■ **The exercise**: Which lines in the records below contain the word "brown"? Copy each of those lines.

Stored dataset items
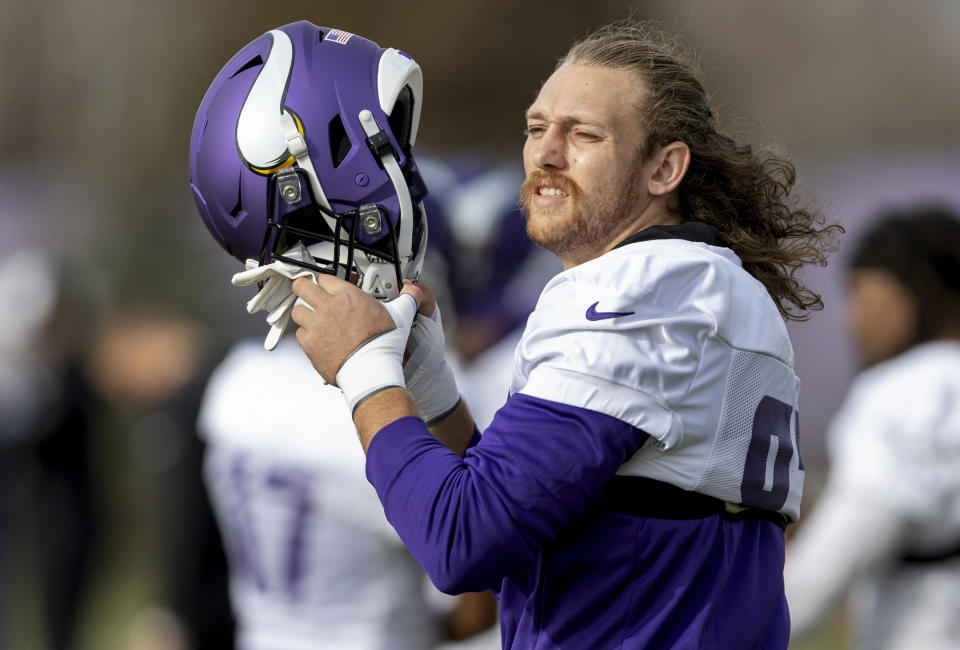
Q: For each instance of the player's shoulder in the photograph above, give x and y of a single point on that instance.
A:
(675, 282)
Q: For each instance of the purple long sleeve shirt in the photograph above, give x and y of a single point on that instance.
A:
(514, 515)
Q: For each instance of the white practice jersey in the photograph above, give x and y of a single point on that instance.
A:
(893, 493)
(675, 338)
(314, 563)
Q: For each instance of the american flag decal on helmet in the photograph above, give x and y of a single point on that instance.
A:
(338, 36)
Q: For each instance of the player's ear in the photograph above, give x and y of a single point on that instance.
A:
(670, 162)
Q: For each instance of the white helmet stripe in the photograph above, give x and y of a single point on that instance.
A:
(405, 236)
(393, 73)
(260, 138)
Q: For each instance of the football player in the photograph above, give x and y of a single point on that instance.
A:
(301, 163)
(633, 490)
(887, 525)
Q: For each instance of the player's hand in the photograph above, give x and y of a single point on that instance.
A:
(427, 374)
(353, 341)
(276, 297)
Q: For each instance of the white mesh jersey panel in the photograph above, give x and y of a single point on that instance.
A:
(752, 378)
(675, 338)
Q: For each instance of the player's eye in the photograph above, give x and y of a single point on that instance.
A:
(534, 130)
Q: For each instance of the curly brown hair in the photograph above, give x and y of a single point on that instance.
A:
(743, 193)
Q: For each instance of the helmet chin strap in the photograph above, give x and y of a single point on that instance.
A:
(392, 167)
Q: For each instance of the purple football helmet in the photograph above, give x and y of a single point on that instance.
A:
(307, 134)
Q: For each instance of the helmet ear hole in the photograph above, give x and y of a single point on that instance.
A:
(401, 118)
(339, 141)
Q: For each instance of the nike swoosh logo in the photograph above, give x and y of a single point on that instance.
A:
(593, 314)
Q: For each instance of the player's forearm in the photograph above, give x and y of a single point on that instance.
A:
(379, 410)
(456, 431)
(470, 521)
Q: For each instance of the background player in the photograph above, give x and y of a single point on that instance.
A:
(887, 526)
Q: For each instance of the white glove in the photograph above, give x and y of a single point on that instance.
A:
(428, 377)
(377, 363)
(277, 297)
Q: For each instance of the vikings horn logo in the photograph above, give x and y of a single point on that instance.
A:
(261, 141)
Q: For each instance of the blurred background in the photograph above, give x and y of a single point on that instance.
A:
(117, 298)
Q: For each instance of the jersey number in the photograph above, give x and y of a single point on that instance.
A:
(287, 492)
(766, 473)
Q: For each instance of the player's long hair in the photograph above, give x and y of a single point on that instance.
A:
(743, 193)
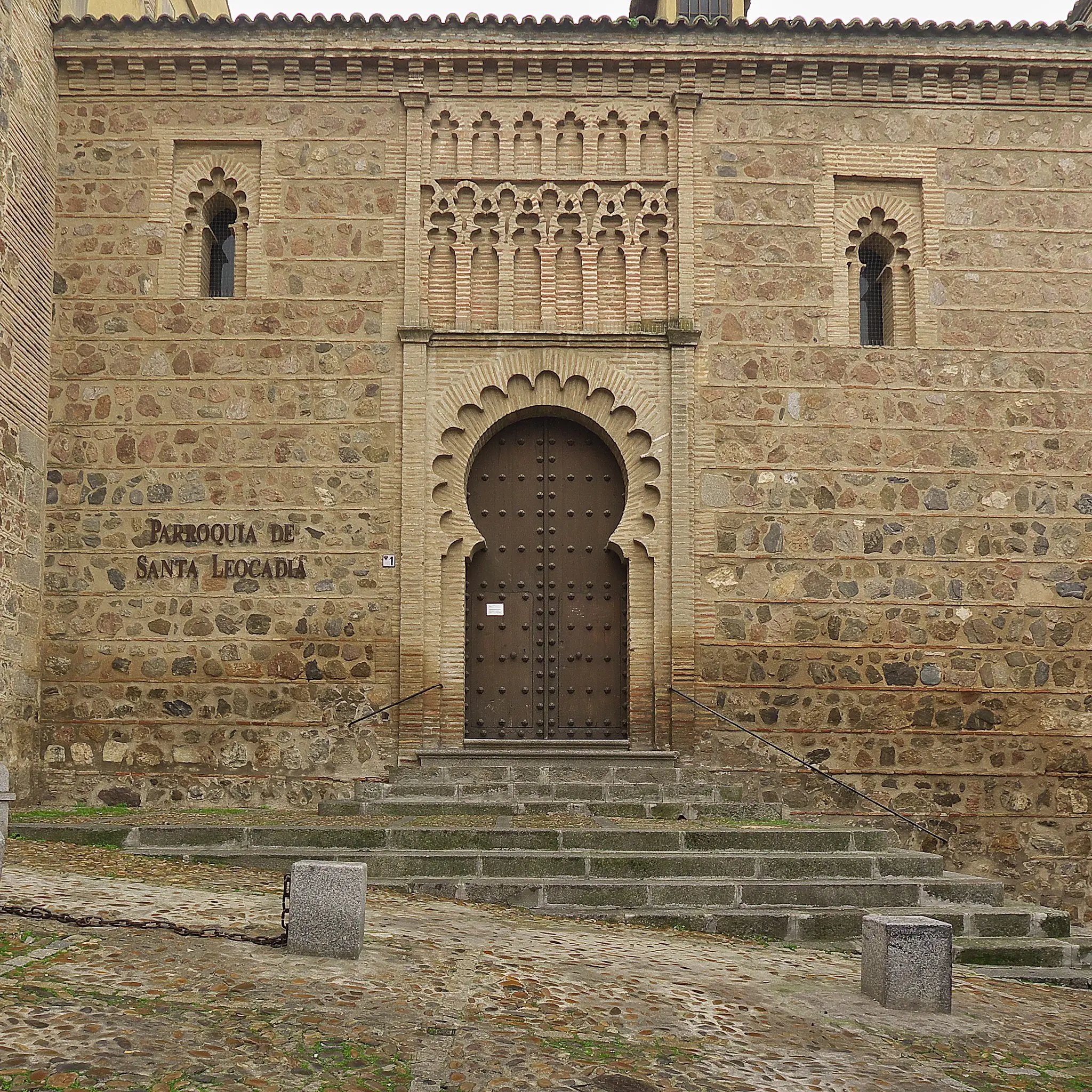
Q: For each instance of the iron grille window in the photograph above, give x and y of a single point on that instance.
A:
(222, 252)
(875, 256)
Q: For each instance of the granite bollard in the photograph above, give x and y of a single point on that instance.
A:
(906, 962)
(327, 909)
(6, 799)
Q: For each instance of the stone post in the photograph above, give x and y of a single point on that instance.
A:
(906, 962)
(6, 799)
(327, 909)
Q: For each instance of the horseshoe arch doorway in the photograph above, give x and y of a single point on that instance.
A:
(547, 596)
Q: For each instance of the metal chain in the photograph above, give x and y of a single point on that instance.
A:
(95, 921)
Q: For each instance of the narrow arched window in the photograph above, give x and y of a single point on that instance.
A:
(220, 247)
(875, 255)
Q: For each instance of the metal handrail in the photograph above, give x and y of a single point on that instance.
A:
(810, 766)
(401, 701)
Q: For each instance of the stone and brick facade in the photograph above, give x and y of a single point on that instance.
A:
(877, 555)
(28, 168)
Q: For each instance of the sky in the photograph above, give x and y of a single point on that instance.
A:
(996, 11)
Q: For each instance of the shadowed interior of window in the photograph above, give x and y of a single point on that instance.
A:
(875, 255)
(220, 247)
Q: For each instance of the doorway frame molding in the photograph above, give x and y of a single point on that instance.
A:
(616, 384)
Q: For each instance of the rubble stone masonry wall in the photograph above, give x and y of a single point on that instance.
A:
(878, 556)
(28, 126)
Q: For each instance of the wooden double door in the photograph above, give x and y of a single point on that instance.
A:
(547, 595)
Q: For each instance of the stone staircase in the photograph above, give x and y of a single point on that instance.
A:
(502, 827)
(535, 780)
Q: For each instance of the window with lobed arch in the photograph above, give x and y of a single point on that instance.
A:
(214, 245)
(880, 281)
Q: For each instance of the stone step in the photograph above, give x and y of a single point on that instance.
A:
(814, 923)
(685, 808)
(461, 865)
(550, 894)
(1016, 951)
(439, 838)
(486, 792)
(1074, 977)
(579, 762)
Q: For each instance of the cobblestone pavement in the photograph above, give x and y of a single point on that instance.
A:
(470, 998)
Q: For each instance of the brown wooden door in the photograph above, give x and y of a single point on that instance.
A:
(547, 596)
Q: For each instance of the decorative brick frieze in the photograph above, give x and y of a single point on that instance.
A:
(732, 78)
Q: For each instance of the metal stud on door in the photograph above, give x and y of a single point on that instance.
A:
(547, 595)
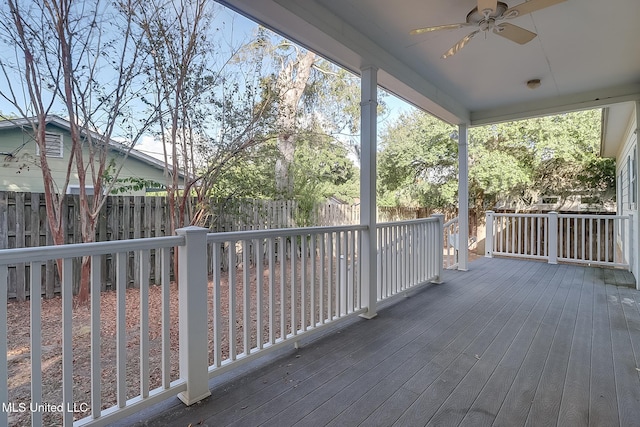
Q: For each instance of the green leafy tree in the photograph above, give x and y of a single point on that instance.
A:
(519, 161)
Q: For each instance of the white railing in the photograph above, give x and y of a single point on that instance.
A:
(409, 254)
(576, 238)
(268, 289)
(451, 243)
(44, 410)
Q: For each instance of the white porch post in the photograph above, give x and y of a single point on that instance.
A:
(192, 314)
(488, 240)
(463, 197)
(552, 237)
(368, 136)
(636, 236)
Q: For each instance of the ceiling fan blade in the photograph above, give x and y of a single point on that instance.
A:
(458, 46)
(514, 33)
(528, 7)
(438, 28)
(487, 5)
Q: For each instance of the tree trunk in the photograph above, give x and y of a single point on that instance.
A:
(291, 83)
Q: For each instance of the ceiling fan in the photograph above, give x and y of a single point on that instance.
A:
(489, 15)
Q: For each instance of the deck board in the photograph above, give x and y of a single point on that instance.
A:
(510, 342)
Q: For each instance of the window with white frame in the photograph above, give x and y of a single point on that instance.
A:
(53, 145)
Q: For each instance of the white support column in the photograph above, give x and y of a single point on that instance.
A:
(463, 197)
(368, 137)
(552, 237)
(636, 236)
(488, 240)
(440, 248)
(193, 317)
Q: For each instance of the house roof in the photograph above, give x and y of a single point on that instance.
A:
(585, 53)
(116, 146)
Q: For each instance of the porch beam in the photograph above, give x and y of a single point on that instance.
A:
(463, 196)
(368, 137)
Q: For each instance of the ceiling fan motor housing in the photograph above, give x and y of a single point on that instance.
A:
(477, 16)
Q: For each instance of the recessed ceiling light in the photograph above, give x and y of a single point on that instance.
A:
(533, 84)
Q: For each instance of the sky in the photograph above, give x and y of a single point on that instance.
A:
(236, 29)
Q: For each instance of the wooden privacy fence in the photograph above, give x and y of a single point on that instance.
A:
(23, 224)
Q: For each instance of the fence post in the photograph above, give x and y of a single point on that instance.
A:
(552, 237)
(439, 248)
(192, 293)
(488, 239)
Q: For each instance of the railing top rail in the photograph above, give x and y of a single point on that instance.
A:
(407, 222)
(519, 215)
(560, 215)
(279, 232)
(45, 253)
(450, 222)
(593, 216)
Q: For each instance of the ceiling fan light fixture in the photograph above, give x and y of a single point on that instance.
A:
(533, 83)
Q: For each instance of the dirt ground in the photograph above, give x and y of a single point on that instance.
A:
(19, 357)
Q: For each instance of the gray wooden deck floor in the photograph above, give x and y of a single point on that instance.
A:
(508, 343)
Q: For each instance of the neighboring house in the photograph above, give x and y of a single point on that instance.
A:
(620, 140)
(19, 159)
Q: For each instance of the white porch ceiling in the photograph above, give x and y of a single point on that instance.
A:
(587, 53)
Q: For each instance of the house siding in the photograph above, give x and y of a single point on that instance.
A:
(625, 174)
(21, 172)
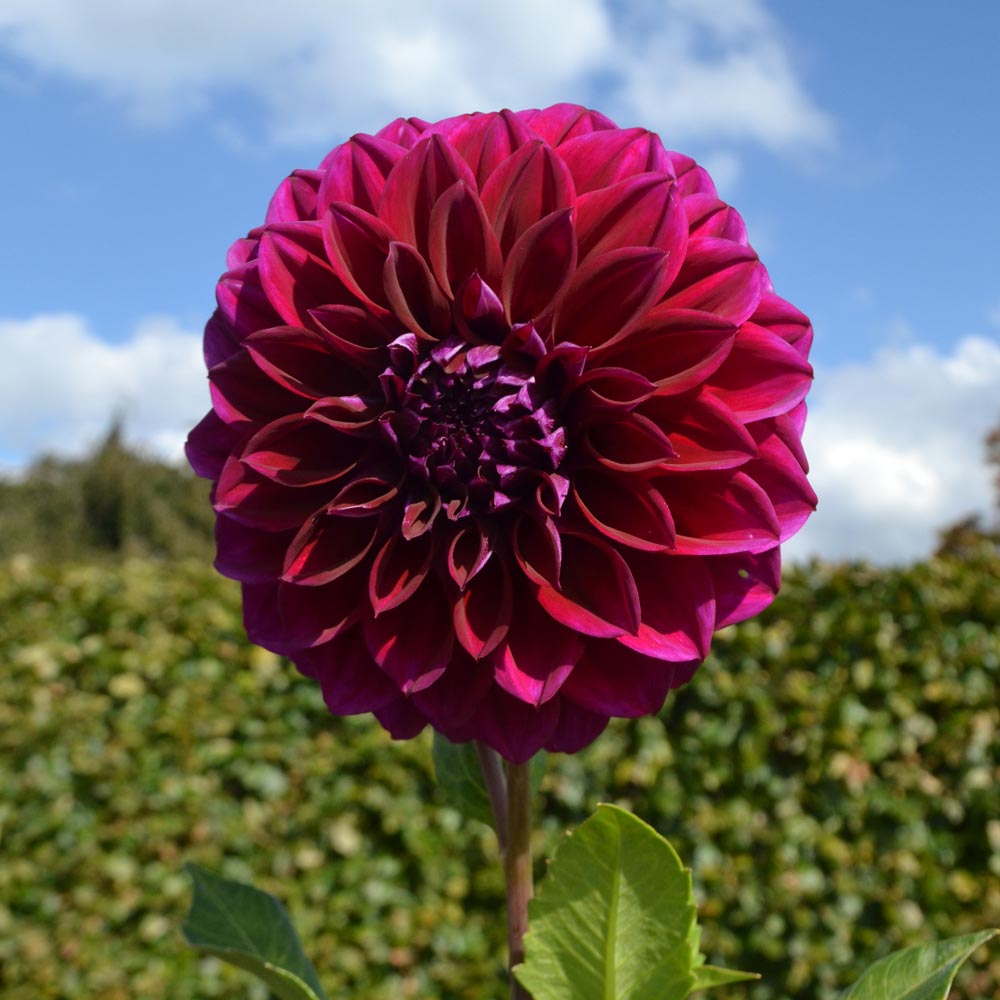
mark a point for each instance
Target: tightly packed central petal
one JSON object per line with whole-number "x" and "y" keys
{"x": 472, "y": 424}
{"x": 506, "y": 421}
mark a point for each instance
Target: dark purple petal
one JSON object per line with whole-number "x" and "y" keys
{"x": 247, "y": 554}
{"x": 252, "y": 499}
{"x": 398, "y": 570}
{"x": 537, "y": 655}
{"x": 209, "y": 445}
{"x": 624, "y": 509}
{"x": 678, "y": 607}
{"x": 413, "y": 642}
{"x": 613, "y": 679}
{"x": 326, "y": 547}
{"x": 461, "y": 240}
{"x": 482, "y": 612}
{"x": 576, "y": 729}
{"x": 294, "y": 451}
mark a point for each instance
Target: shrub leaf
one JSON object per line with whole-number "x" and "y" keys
{"x": 924, "y": 972}
{"x": 614, "y": 918}
{"x": 250, "y": 929}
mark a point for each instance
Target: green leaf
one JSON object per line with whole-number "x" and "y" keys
{"x": 924, "y": 972}
{"x": 613, "y": 919}
{"x": 707, "y": 976}
{"x": 250, "y": 929}
{"x": 459, "y": 774}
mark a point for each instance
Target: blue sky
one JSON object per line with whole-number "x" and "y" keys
{"x": 858, "y": 140}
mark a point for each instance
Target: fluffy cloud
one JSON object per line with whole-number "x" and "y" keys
{"x": 896, "y": 445}
{"x": 711, "y": 69}
{"x": 60, "y": 385}
{"x": 897, "y": 449}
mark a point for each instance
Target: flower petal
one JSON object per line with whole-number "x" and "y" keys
{"x": 355, "y": 173}
{"x": 676, "y": 349}
{"x": 209, "y": 445}
{"x": 538, "y": 267}
{"x": 247, "y": 554}
{"x": 745, "y": 584}
{"x": 597, "y": 594}
{"x": 413, "y": 643}
{"x": 562, "y": 122}
{"x": 537, "y": 655}
{"x": 254, "y": 500}
{"x": 609, "y": 294}
{"x": 613, "y": 679}
{"x": 413, "y": 294}
{"x": 576, "y": 729}
{"x": 482, "y": 610}
{"x": 538, "y": 549}
{"x": 294, "y": 451}
{"x": 415, "y": 184}
{"x": 640, "y": 211}
{"x": 296, "y": 279}
{"x": 524, "y": 189}
{"x": 704, "y": 432}
{"x": 301, "y": 361}
{"x": 719, "y": 276}
{"x": 677, "y": 597}
{"x": 398, "y": 570}
{"x": 461, "y": 240}
{"x": 720, "y": 513}
{"x": 629, "y": 442}
{"x": 624, "y": 509}
{"x": 350, "y": 680}
{"x": 602, "y": 158}
{"x": 327, "y": 546}
{"x": 357, "y": 244}
{"x": 295, "y": 199}
{"x": 311, "y": 616}
{"x": 763, "y": 376}
{"x": 485, "y": 141}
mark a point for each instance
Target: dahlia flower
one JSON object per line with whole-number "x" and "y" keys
{"x": 506, "y": 421}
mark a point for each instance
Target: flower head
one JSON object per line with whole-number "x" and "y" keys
{"x": 505, "y": 422}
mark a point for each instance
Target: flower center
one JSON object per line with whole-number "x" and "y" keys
{"x": 473, "y": 426}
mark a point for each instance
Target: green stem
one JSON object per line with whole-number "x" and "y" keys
{"x": 517, "y": 866}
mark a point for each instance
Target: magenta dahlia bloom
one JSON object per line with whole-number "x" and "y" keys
{"x": 505, "y": 422}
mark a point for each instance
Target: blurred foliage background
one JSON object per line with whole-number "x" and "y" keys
{"x": 831, "y": 775}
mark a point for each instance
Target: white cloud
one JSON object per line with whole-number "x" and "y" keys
{"x": 897, "y": 449}
{"x": 715, "y": 69}
{"x": 61, "y": 384}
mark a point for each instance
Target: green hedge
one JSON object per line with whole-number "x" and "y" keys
{"x": 831, "y": 776}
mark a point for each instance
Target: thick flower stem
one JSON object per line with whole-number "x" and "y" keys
{"x": 517, "y": 866}
{"x": 496, "y": 788}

■ **Correct response**:
Q: For each instance of the curly brown hair in the photograph above, give x and y of a single point on that instance.
Q: For each instance of the brown wooden door in the photograph above, give x and y of a single point on that instance.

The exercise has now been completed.